Task inputs:

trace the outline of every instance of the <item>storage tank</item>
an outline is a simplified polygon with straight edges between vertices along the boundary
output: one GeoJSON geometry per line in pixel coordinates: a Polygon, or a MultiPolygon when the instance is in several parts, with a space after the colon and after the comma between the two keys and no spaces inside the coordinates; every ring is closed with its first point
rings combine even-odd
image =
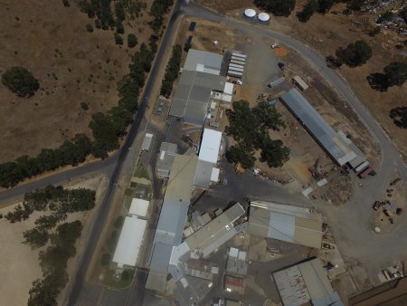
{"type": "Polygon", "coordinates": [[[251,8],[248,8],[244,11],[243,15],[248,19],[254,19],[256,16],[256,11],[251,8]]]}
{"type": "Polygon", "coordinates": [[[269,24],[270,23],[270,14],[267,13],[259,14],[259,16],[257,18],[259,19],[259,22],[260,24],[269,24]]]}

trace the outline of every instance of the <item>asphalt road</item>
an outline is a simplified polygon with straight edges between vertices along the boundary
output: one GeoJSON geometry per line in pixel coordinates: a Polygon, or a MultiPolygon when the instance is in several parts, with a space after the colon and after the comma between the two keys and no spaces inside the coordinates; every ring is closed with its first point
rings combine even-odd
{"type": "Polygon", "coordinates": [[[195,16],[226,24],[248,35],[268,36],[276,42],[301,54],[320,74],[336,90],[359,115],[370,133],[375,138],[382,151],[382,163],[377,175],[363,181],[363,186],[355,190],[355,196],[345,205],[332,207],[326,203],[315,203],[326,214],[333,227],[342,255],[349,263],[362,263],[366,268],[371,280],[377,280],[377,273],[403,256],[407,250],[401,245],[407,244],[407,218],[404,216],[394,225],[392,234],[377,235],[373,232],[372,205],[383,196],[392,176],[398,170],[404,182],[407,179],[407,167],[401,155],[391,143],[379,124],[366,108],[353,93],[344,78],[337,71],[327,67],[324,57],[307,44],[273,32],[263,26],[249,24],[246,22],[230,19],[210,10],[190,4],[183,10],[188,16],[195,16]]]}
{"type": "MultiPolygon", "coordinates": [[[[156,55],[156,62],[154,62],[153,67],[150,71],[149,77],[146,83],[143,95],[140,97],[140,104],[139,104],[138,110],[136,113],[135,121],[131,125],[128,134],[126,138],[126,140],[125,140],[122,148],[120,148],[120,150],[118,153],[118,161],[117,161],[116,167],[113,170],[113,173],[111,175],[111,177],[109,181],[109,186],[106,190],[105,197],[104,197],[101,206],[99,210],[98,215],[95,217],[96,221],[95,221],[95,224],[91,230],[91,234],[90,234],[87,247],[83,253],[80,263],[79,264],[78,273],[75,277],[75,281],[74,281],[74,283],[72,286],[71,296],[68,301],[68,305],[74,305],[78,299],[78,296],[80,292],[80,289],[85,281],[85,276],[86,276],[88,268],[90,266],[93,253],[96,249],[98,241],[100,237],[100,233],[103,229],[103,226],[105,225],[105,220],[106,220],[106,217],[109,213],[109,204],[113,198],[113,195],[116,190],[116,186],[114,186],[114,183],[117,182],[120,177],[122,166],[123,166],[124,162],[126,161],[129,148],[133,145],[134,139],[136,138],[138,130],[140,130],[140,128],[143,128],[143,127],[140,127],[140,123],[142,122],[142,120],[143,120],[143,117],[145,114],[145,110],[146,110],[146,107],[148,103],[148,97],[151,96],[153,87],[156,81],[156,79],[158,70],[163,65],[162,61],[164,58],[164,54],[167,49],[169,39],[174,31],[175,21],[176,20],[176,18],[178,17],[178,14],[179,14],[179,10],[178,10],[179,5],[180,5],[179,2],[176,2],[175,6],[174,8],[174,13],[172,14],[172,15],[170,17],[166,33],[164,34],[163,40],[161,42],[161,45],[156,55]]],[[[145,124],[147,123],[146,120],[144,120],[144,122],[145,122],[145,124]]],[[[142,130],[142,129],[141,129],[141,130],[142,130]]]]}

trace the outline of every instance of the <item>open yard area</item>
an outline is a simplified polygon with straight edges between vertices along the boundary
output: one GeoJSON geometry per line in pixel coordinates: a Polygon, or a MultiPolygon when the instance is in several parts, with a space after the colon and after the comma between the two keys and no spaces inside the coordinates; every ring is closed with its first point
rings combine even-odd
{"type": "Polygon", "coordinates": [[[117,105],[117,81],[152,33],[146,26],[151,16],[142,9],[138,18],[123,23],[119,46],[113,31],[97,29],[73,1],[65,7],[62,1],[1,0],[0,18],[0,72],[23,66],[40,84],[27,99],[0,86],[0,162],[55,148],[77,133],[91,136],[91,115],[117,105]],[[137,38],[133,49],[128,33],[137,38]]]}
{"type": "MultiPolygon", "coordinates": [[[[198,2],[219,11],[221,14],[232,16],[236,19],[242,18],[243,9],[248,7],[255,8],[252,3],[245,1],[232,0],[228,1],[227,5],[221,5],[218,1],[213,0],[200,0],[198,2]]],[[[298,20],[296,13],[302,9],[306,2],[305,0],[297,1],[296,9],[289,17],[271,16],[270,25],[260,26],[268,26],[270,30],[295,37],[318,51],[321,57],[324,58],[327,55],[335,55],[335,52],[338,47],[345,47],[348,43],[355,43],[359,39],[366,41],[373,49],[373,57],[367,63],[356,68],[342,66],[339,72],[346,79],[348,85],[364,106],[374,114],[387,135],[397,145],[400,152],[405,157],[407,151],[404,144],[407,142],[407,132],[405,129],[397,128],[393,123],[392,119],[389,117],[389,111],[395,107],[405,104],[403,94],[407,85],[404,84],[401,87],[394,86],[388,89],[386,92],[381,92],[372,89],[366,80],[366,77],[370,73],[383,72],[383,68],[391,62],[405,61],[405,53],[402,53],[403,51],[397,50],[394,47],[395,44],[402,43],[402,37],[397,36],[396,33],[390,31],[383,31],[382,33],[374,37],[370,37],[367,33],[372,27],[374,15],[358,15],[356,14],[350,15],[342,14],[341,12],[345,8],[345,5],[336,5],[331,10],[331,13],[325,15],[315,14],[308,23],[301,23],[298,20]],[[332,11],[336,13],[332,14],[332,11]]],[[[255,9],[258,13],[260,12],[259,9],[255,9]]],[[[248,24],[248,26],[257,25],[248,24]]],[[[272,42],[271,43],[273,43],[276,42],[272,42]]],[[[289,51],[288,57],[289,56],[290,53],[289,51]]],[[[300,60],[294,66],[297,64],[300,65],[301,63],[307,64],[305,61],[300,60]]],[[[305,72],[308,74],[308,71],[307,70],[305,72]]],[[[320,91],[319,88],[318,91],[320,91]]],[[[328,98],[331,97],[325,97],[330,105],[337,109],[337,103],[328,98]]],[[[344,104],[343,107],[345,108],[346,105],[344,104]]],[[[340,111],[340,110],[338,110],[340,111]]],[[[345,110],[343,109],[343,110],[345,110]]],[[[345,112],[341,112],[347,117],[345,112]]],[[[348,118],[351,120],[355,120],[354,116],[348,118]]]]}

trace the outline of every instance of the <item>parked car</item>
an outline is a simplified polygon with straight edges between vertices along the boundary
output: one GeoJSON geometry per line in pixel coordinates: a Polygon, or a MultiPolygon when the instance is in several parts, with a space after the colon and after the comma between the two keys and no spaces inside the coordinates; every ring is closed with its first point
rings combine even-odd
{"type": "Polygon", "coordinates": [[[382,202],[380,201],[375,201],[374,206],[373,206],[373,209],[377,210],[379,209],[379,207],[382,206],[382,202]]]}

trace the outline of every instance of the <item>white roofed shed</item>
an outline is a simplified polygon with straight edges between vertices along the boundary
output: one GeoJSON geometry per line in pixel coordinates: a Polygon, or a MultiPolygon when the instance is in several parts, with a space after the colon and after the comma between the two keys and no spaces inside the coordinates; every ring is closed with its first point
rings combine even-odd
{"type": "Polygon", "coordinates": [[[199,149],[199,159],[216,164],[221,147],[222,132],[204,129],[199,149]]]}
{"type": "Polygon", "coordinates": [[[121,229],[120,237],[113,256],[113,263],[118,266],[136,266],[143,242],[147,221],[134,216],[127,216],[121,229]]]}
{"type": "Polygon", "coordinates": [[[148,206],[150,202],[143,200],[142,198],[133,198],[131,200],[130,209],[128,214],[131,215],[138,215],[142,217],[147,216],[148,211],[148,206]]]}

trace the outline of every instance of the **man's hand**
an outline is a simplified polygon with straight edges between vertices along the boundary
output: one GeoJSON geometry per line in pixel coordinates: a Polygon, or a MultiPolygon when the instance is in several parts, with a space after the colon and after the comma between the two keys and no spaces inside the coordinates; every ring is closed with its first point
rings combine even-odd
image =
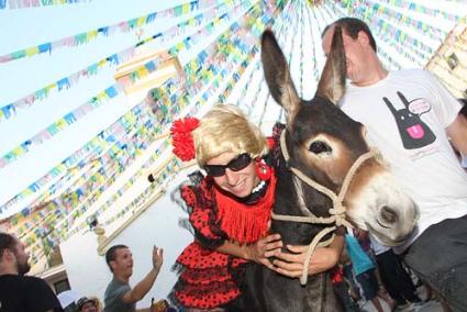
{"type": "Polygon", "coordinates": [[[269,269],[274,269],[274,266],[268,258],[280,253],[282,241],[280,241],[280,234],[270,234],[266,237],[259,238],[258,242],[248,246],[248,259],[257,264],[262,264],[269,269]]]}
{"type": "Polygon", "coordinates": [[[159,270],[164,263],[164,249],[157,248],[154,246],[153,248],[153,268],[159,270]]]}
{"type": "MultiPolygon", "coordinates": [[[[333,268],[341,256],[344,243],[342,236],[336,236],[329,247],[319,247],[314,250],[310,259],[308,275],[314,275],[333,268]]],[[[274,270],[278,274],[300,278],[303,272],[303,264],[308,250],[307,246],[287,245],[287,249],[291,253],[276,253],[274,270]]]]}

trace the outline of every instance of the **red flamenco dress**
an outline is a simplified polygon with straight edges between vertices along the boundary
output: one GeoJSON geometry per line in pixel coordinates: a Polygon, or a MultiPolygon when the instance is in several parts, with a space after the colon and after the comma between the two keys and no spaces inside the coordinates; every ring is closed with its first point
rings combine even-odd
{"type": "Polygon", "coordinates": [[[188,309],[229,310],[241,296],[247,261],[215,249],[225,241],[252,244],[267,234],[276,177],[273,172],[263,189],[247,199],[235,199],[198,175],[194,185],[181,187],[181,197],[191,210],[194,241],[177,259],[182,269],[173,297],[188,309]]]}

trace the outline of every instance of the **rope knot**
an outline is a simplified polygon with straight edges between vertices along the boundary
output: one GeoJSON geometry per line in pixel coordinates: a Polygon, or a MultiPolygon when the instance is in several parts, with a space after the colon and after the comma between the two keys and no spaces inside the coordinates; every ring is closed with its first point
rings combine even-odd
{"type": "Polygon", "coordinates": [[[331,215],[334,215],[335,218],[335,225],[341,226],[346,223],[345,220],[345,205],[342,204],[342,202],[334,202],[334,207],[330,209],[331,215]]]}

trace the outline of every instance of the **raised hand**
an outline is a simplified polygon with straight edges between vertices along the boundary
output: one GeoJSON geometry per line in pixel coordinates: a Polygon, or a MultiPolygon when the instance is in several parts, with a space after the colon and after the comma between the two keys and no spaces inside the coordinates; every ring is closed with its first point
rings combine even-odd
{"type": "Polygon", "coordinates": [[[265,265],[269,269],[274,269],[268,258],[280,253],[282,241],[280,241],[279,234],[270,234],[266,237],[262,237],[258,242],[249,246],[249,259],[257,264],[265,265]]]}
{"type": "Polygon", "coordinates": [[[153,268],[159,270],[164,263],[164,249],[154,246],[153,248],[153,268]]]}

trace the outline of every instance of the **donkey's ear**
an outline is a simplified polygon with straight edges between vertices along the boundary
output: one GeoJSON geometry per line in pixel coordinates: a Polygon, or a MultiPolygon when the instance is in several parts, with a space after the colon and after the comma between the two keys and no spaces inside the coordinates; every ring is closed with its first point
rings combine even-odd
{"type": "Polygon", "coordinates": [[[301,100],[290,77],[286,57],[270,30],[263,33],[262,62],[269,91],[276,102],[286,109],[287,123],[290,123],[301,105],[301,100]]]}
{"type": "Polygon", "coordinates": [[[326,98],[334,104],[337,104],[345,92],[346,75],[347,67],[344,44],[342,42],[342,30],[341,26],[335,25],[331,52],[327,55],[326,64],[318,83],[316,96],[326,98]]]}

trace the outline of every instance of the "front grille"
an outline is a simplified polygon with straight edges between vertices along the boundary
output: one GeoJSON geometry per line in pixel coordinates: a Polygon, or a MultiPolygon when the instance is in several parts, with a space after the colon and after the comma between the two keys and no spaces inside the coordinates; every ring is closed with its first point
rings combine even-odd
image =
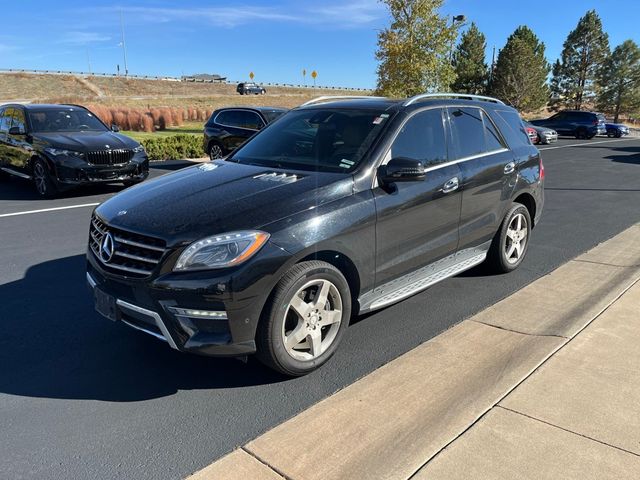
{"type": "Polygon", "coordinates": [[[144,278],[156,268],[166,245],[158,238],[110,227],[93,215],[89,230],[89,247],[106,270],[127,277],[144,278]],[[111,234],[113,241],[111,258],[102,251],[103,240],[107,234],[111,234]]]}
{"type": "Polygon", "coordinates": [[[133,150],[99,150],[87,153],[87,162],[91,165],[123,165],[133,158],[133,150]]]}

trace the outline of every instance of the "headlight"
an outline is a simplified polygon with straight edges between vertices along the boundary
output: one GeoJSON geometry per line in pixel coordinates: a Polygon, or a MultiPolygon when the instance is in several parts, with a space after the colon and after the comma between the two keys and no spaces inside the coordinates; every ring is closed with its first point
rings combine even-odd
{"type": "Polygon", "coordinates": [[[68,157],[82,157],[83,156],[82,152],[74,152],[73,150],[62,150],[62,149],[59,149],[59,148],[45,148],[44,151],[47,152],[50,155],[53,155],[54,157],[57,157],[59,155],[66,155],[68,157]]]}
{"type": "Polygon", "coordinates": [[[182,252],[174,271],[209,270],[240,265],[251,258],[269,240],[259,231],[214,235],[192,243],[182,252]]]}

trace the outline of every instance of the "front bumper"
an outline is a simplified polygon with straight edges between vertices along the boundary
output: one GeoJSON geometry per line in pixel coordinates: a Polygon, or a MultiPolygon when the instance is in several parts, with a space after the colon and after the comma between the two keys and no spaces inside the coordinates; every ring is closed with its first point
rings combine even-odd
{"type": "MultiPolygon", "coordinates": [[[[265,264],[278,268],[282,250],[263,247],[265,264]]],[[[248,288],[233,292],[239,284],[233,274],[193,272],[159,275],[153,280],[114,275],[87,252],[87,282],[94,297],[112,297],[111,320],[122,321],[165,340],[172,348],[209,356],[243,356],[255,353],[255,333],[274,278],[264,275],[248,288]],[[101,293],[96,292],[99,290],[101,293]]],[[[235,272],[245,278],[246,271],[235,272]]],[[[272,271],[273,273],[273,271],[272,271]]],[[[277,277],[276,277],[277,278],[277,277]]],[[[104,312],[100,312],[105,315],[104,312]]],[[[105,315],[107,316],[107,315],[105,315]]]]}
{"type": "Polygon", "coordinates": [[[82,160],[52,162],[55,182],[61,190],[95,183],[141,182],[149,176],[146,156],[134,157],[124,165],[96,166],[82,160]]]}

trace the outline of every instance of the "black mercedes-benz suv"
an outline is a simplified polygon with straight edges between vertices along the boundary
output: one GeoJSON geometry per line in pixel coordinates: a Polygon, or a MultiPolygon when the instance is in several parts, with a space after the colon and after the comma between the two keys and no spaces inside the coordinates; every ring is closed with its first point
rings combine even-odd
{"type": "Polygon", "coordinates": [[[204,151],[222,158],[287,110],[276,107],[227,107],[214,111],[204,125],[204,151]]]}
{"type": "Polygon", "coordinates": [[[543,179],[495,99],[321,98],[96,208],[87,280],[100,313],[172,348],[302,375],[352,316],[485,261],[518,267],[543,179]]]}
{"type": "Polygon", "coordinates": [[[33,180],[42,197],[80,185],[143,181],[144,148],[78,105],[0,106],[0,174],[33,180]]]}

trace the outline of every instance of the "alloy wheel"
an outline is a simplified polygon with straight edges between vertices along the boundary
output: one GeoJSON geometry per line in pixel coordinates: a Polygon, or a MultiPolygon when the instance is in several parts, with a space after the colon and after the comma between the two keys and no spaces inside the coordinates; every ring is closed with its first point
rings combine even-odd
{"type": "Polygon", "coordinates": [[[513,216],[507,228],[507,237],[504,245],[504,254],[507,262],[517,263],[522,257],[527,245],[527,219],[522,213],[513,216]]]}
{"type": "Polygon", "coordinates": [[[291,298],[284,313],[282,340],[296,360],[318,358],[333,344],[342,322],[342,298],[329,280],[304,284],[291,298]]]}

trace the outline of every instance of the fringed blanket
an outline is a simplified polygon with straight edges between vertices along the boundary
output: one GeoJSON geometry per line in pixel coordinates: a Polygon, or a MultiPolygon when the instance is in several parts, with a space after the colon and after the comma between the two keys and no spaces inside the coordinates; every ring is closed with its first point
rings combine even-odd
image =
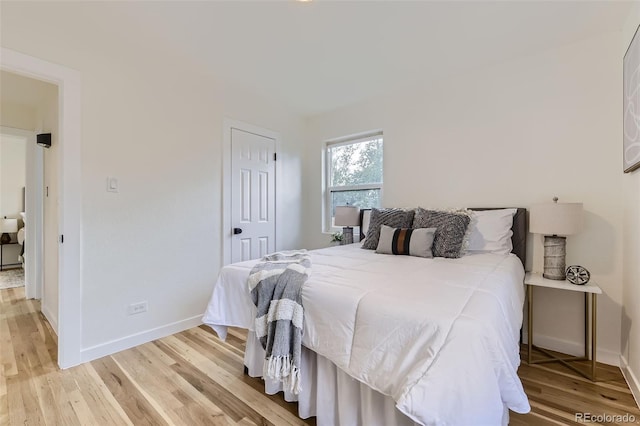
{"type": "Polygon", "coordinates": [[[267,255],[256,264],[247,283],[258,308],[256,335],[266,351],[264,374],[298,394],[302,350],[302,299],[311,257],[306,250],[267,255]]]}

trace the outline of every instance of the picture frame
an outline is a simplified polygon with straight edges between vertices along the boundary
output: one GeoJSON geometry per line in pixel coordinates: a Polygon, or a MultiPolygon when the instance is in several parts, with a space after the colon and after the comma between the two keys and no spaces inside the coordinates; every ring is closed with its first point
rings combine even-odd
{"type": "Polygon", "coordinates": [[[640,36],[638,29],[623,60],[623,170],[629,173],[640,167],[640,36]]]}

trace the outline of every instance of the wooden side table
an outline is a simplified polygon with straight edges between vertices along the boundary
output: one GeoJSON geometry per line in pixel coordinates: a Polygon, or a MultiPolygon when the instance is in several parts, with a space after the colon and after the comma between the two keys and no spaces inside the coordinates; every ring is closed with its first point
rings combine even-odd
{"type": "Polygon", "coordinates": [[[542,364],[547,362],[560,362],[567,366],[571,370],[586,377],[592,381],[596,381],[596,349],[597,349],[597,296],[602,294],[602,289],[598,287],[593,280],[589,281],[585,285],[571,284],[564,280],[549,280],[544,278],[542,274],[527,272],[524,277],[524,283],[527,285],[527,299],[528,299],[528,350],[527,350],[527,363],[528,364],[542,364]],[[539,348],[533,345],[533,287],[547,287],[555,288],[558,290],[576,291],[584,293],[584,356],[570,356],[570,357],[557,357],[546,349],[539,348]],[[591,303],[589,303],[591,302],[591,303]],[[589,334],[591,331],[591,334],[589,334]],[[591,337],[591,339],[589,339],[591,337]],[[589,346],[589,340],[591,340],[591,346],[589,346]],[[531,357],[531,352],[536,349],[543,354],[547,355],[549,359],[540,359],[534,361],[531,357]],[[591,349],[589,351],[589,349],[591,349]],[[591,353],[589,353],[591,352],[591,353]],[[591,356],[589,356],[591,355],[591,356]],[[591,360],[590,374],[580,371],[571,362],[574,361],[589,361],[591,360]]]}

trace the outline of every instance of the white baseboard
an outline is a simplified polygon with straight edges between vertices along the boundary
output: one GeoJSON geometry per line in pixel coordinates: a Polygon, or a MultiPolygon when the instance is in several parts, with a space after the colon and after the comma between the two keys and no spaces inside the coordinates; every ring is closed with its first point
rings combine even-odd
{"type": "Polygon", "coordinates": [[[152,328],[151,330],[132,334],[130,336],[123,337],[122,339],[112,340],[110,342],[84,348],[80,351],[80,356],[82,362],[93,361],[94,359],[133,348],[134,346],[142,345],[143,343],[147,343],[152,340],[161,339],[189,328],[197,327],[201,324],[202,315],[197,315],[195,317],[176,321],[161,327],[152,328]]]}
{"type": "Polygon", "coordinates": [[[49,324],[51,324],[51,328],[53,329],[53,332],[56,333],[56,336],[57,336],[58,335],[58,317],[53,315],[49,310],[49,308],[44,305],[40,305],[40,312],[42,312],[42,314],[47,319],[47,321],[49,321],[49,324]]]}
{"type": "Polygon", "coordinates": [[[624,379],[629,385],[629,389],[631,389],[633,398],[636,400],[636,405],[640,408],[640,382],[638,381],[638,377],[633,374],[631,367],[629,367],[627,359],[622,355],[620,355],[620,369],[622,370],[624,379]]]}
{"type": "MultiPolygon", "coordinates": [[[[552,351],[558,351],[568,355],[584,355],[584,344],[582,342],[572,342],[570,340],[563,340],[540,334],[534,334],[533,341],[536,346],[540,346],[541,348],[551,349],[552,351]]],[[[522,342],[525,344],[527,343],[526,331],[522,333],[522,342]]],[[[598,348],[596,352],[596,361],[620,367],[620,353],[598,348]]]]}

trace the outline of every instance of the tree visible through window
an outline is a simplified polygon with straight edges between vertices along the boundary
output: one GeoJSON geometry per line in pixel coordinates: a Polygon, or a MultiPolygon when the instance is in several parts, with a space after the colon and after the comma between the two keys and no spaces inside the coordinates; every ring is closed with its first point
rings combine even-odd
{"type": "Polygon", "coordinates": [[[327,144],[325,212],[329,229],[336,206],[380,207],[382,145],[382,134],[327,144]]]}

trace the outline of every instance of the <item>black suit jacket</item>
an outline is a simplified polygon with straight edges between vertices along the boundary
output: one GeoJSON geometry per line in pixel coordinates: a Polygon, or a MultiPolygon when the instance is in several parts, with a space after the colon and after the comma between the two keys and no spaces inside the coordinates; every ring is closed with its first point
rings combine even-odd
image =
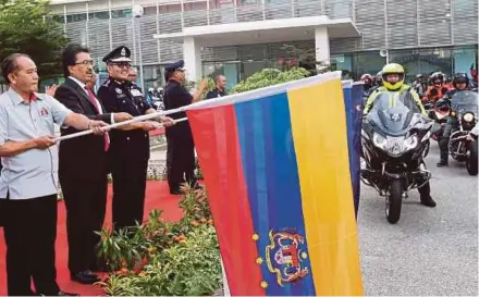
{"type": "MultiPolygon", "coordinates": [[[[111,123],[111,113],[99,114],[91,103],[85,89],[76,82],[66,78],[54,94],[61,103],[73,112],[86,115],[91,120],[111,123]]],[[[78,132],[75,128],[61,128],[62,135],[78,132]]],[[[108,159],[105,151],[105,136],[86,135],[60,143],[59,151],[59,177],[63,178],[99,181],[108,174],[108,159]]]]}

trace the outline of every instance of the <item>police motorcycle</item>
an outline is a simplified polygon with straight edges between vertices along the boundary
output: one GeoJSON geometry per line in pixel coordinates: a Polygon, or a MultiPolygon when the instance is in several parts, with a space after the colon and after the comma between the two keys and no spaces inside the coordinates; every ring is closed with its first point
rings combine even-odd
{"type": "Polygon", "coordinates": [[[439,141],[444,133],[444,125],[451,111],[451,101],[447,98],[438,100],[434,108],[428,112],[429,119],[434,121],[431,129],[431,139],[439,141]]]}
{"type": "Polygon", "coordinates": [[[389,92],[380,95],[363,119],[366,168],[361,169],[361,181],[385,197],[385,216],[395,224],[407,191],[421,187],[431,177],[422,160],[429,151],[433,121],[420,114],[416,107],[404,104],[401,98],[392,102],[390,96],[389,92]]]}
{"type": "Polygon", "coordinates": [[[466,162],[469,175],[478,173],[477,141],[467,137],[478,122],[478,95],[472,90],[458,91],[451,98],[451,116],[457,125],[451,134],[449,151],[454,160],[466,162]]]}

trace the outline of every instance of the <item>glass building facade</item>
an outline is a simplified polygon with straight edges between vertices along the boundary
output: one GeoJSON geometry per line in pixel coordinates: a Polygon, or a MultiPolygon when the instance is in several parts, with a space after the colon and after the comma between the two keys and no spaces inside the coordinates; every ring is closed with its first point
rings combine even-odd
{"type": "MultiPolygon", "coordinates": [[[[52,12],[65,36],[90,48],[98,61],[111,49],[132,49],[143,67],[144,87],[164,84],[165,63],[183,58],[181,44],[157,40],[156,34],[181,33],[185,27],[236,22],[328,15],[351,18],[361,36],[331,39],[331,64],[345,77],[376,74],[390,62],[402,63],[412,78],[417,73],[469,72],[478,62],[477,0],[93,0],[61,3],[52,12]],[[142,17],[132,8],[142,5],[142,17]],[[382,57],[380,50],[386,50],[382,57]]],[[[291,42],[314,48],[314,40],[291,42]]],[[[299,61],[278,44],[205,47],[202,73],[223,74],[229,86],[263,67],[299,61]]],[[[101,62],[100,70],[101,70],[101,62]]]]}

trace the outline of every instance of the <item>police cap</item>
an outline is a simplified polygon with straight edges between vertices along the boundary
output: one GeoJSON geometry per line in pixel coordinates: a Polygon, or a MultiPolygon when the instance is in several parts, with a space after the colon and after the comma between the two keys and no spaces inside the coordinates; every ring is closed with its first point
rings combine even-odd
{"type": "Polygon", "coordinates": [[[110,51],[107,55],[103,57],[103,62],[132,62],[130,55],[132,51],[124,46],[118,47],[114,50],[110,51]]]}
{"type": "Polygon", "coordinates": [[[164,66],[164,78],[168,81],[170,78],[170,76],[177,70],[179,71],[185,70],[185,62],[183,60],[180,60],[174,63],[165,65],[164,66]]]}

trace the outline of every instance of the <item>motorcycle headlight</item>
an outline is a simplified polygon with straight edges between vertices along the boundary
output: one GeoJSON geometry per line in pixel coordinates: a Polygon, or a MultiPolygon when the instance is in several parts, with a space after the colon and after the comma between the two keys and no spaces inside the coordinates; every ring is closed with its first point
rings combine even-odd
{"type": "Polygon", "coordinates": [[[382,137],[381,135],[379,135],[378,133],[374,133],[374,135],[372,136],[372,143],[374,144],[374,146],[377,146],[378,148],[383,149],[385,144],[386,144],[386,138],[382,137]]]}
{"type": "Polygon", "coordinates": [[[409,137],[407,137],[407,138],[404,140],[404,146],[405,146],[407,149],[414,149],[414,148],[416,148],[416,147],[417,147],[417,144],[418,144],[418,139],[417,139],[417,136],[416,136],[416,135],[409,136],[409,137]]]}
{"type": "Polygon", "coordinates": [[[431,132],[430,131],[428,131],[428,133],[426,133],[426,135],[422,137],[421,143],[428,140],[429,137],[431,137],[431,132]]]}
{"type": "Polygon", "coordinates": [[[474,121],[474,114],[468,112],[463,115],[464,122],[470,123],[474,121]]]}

What you should do:
Report how many lines of the rows above contain the string "motorcycle". Give only the number.

Response to this task:
2